===== Extracted text =====

Review: Jamais Vu by Monique O’Connor James

Jamais Vu by Monique O'Connor James

Title: Jamais Vu

Author: Monique O’Connor James

Publisher: Astraea Press

Format: E-book ($.99 at the time of this review)

Pages: 227 pages

Release Date: October 3, 2011

Genre: Paranormal

Available at: Amazon, Barnes and Noble, Astraea Press

Summary: Darby Lambert had the picture perfect life — a wealthy family, a nice car, a good education, a successful, good-looking boyfriend, a bright future. But one bullet threw her whole life, her whole existence, careening out of control.

Somewhere between death and life, Darby meets a man who sends her back to help people escape an untimely death. She sees these the deaths of these people in her dreams. One of these people is the talented musician, Kasey, who is in danger of overdosing on drugs.

The immediate connection between Darby and Kasey draws them into each other’s lives. Darby tries to convince Kasey to kick his drug habit, all the while running from demons of her own.

The author takes the reader on a journey with the main character from her “death”, through her efforts to save people who have come to hold a prominent place in her life. Unfortunately, there are forces working against her that seem to be winning.

Review: This is a tough one for me to review because it’s unlike anything I’ve read before. It is definitely a rare style of writing, and the author does it well. I love it’s unique flavor and imaginitive plot.

=====

**Instruction 1:**
Can you copy, without changes, the part of the saved entries that opens with the line containing "query: Where is the monkey eye?" and closes with the line containing "[230,18,624,621]", including both of those lines?
The saved entries that follow have no connection to the book review.

===== Source material =====

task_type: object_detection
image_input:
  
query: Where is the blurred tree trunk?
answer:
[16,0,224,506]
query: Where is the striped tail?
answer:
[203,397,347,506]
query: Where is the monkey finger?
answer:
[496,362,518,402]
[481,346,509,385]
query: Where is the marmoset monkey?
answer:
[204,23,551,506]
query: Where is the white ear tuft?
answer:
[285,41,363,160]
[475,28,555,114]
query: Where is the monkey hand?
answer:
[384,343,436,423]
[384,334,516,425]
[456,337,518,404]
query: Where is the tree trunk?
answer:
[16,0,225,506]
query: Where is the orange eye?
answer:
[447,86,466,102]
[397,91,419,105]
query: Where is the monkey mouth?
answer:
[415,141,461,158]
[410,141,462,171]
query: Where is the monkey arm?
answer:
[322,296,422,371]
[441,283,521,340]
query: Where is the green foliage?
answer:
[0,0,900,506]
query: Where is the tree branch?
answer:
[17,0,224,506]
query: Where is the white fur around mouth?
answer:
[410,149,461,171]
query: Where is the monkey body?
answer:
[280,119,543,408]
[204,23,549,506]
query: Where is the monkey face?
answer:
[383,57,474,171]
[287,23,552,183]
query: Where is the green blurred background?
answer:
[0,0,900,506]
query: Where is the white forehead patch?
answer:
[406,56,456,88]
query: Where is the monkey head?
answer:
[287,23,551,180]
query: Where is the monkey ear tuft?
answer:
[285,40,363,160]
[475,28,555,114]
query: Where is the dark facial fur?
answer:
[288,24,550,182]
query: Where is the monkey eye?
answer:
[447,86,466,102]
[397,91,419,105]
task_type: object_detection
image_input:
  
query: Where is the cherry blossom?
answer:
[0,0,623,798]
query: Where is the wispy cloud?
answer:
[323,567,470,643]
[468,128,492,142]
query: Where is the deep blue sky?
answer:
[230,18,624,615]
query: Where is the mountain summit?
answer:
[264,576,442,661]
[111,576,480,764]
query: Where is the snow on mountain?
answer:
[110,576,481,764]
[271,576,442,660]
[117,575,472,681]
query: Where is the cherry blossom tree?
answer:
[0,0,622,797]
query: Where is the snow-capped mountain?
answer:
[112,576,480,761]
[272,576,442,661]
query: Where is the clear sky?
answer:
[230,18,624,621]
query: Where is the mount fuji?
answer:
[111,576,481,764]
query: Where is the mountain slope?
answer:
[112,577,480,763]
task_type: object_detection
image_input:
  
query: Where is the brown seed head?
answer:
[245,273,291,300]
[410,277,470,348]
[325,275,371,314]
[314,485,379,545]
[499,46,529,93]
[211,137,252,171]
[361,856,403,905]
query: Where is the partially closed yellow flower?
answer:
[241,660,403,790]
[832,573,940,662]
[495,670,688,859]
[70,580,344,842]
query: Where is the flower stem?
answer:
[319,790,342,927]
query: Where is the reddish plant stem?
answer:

=====

**Instruction 2:**
Would you repeat, word for word, the part of the book review that opens with the words containing "Pages: 227 pages" and closes with the words containing "out of control."?

**Complete output 1:**
query: Where is the monkey eye?
answer:
[447,86,466,102]
[397,91,419,105]
task_type: object_detection
image_input:
  
query: Where is the cherry blossom?
answer:
[0,0,623,798]
query: Where is the wispy cloud?
answer:
[323,567,470,643]
[468,128,492,142]
query: Where is the deep blue sky?
answer:
[230,18,624,615]
query: Where is the mountain summit?
answer:
[264,576,442,661]
[111,576,480,764]
query: Where is the snow on mountain?
answer:
[110,576,481,764]
[271,576,442,660]
[117,575,472,681]
query: Where is the cherry blossom tree?
answer:
[0,0,622,797]
query: Where is the snow-capped mountain?
answer:
[112,576,480,761]
[272,576,442,661]
query: Where is the clear sky?
answer:
[230,18,624,621]

**Complete output 2:**
Pages: 227 pages

Release Date: October 3, 2011

Genre: Paranormal

Available at: Amazon, Barnes and Noble, Astraea Press

Summary: Darby Lambert had the picture perfect life — a wealthy family, a nice car, a good education, a successful, good-looking boyfriend, a bright future. But one bullet threw her whole life, her whole existence, careening out of control.